▶ TASK SET
a) Answer these questions from the article on the Social Investment Package:
(i) On what date did the European Commission adopt the Social Investment Package?
(ii) To what decade does the modern definition of social investment date back?
(iii) How many key topics does the Social Investment Package address?
b) Carry on the article on the Social Investment Package, picking up after its final sentence.

▶ DOCUMENT EXTRACT
--------------------------------
On the 20th February 2013, the European Commission adopted its long-awaited Social Investment Package (SIP) for Growth and Cohesion. The SIP builds on the idea that welfare systems have contributed to improving social outcomes but are now seized up by the consequences of demographic change and of the financial and economic crisis. It argues that in the context of a shrinking labour force and increasing dependency ratios, it is essential for Member States to ‘prepare’ people to confront life’s risks, rather than simply ‘repairing’ the consequences and to support the social economy. Will this be enough to safeguard the European social model?
The concept of ‘Social investment’ or ‘Socially Responsible Investing’ is not new. Its modern definition dates back from the 1960s and can be summarised as the provision and use of capital to generate social as well as financial returns. Confronted with the aftermath of the worst socioeconomic crisis in generations, EU decision-makers see social Investment as a promising growth market given the increasing number of people who are interested in using profit for social good. The Social Investment Package thus seeks to help Member States nurture this trend while using their social and health budgets more efficiently and effectively, through best practices and guidance. The SIP addresses 7 key topics: children, Active Inclusion, Social Services, Long-Term Care, Homelessness, the European Social Fund and Health.
The policy framework introduced by the SIP involves the development of integrated, more cost-effective and adequate public services which revolve around activating and enabling policies informed by a life-course perspective. More than this, the package calls for the development of new support schemes, incentives for start-ups and enabling regulatory environments for the social enterprise sector. One could therefore wonder whether the idea is to foster social capital and innovation in Europe or to shrink the welfare state. Well… probably a bit of both! At the heart of this change is the thought that growing social value is good business and good business grows social value.
--------------------------------
▶ DATA RECORDS
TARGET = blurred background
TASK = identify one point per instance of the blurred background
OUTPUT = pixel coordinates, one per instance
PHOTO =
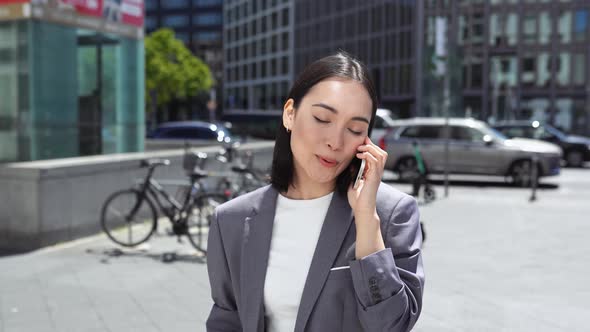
(484, 110)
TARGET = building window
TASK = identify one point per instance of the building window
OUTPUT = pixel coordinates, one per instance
(543, 78)
(184, 36)
(529, 29)
(206, 3)
(528, 69)
(173, 4)
(563, 71)
(580, 25)
(273, 67)
(544, 28)
(285, 15)
(176, 21)
(274, 44)
(285, 42)
(285, 65)
(579, 69)
(151, 4)
(565, 27)
(207, 19)
(151, 23)
(274, 20)
(208, 36)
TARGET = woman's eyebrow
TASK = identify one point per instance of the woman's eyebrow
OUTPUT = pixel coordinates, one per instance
(333, 110)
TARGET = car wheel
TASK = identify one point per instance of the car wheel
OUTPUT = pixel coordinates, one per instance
(407, 169)
(521, 173)
(574, 159)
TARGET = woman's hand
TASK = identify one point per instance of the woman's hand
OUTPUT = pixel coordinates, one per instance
(362, 199)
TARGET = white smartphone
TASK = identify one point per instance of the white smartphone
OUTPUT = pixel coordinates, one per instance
(359, 176)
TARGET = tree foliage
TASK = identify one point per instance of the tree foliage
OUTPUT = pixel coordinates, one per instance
(172, 71)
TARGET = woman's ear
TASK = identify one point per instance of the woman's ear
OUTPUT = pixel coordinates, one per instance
(288, 114)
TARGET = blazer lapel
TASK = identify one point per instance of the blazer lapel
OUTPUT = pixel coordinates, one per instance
(255, 251)
(334, 230)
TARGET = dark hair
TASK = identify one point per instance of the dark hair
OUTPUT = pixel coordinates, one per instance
(340, 65)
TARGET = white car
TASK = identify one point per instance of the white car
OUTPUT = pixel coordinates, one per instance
(384, 119)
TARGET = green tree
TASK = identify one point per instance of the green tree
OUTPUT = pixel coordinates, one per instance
(172, 71)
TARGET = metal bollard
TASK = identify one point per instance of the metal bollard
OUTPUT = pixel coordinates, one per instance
(534, 177)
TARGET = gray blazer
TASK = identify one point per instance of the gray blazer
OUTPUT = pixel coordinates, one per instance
(381, 292)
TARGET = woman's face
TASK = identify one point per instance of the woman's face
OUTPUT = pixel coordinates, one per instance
(331, 121)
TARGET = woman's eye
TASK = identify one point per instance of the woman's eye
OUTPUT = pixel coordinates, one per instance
(319, 120)
(357, 133)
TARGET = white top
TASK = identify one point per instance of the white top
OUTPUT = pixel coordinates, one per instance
(295, 233)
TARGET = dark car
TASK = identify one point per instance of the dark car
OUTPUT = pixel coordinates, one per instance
(197, 131)
(576, 149)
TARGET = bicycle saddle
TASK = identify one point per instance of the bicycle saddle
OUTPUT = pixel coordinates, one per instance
(198, 173)
(154, 162)
(240, 169)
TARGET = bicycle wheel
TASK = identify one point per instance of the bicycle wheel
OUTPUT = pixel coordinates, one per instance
(127, 219)
(200, 217)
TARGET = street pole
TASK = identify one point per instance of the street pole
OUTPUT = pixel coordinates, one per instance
(442, 70)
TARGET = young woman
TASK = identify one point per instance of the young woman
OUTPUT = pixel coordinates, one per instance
(312, 252)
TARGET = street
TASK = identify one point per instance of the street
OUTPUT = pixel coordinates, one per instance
(494, 261)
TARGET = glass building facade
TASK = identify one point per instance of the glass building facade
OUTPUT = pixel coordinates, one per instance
(515, 59)
(268, 42)
(67, 92)
(258, 49)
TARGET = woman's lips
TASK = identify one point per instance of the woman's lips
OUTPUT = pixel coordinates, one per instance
(327, 162)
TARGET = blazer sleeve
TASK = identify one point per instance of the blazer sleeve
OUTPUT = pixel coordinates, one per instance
(389, 283)
(224, 313)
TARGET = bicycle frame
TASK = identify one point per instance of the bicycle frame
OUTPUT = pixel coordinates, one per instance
(150, 187)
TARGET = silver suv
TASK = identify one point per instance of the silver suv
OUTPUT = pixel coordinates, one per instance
(474, 148)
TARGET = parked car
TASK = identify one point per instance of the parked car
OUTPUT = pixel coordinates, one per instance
(576, 149)
(474, 148)
(198, 132)
(383, 120)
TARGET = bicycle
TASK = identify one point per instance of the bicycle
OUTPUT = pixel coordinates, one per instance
(129, 217)
(249, 179)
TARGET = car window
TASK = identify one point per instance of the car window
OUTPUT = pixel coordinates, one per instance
(190, 133)
(516, 132)
(541, 133)
(379, 123)
(423, 132)
(466, 134)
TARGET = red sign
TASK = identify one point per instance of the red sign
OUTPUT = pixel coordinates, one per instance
(9, 2)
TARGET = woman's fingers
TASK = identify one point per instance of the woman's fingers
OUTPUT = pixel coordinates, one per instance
(375, 151)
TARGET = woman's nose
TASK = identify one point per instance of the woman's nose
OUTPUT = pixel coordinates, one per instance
(334, 140)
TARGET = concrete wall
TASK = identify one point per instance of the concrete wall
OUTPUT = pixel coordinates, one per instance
--------------------------------
▶ REPLIES
a)
(i) The 20th February 2013
(ii) The 1960s
(iii) Seven

b)
Accessible quality early childhood education and care services can in principle contribute to increasing female employment and at the same time tackling childhood disadvantage at an early stage. Similarly, innovative approaches to homelessness – such as Housing First – can save people’s lives from deteriorating further, and provide the best chances for reintegrating them into society. These are a few of the examples used to promote the social value of responsible investment. More importantly, these examples are more cost-effective. In addition, well-designed welfare systems can protect people from hardship, work as a safety net, develop people’s skills and improve their ability to participate in society and the labour market.
The Social Investment Package not only provides a new EU policy framework for reforming, sustaining and strengthening EU social protection and health systems. In doing so, it also offers numerous opportunities to implement the health in all policies approach through the development and scaling-up of innovative, integrated approaches – provided that these reveal cost-effective. In the field of health, the social economy could offer pathways for patient-centred, universal, equitable and yet cost-effective health services while giving proper attention to health promotion and disease prevention. This nevertheless presupposes an ability to reach across sectors and identify win-win options.
The question is – is the public health community up to this challenge?